- **SOURCE TEXT**
★ ★ ★ ★ ★ ★ ★

Wednesday, July 13, 2016

Whenever former Sgt. Aaron Carew had free time during the first of two deployments to Iraq, he binge-watched DVDs of TV programs. After discovering 24, the critically acclaimed counter-terrorism drama, “I knew I wanted to be a television writer,” said Carew, who had committed to the Army in 2002 as a high school senior. Today, the former logistics specialist who served for seven years is a staff writer for the Fox TV series Lethal Weapon, which premieres in the fall.

Former Cpl. Jeff Reyes was a criminal science major when he left college in 2004 to join the Army and “do my part.” Deployed to Ramadi, Iraq, in 2005 as a designated marksman and team leader, he earned a Purple Heart. After separating from the service in 2008, he chose the business side of filmmaking over criminal science. He has since worked in the art department/props for several films and is also a director, producer and videographer with his own production company, Echosworld Entertainment.

Retired Col. Lisa Costanza was on active duty with the Army and Army National Guard for 24 years and deployed to Kosovo and then in support of Operation Iraqi Freedom/Operation New Dawn, commanding the 224th Sustainment Brigade. For her second career she tapped into her first love, acting, and has landed roles in the acclaimed TV series Transparent and Her Only Living Son, a feature film by indie director Karyn Kusama.

★ ★ ★ ★ ★ ★ ★

(Records from a dataset)
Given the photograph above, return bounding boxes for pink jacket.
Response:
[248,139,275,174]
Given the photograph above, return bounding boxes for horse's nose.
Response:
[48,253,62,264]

★ ★ ★ ★ ★ ★ ★

- **EXERCISE TASK 1**
In the article about Army veterans working in entertainment, condense the paragraph beginning "Former Cpl. Jeff Reyes" into a short bulleted list that keeps its main facts.
- **EXERCISE TASK 2**
Extend the article about Army veterans working in entertainment, picking up after its final paragraph.

- **TASK RESPONSE 1**
- Left college in 2004, where he was a criminal science major, to join the Army and "do my part"
- Deployed to Ramadi, Iraq, in 2005 as a designated marksman and team leader, and earned a Purple Heart
- Separated from the service in 2008 and chose the business side of filmmaking over criminal science
- Has worked in the art department/props on several films
- Directs, produces and shoots video through his own production company, Echosworld Entertainment

- **TASK RESPONSE 2**
Not every actor will be as successful as Robert Downey Jr., who raked in $80 million in 2015, according to Forbes magazine. And it may also be a stretch for an aspiring director to earn The Hollywood Reporter’s estimate of $250,000 minimum for a major feature film. Still, there’s money to be made in the entertainment industry on both sides of the camera, as many former soldiers have found out firsthand.

“This business is rough and tough on beginners and even rougher and tougher on older folks,” said Karen Kraft, a former first lieutenant and adjutant general in the Army Reserve and an award-winning writer, director and producer.

But the entertainment industry’s “attitude toward veterans is shifting,” said Kraft, whose “favorite credit” was working with comic book writer and editor Stan Lee on the 2004 Travel Channel special Marvel Superheroes’ Guide to New York City. “It’s a good time to be a veteran in Hollywood.”

Begin at the Beginning
Former soldiers seeking to break into show biz can hope to be as lucky as Mark Valley, a 1987 U.S. Military Academy graduate who was serving in Germany when his rugged good looks caught the attention of a Berlin talent agent. Valley, a former first lieutenant whose five years of service included an Operation Desert Storm deployment, went almost directly from the Army to soap opera acting gigs and from there, leading roles in films and TV shows including ABC’s Boston Legal, Fox TV’s Fringe, NBC’s Harry’s Law and Bravo’s Girlfriends’ Guide to Divorce.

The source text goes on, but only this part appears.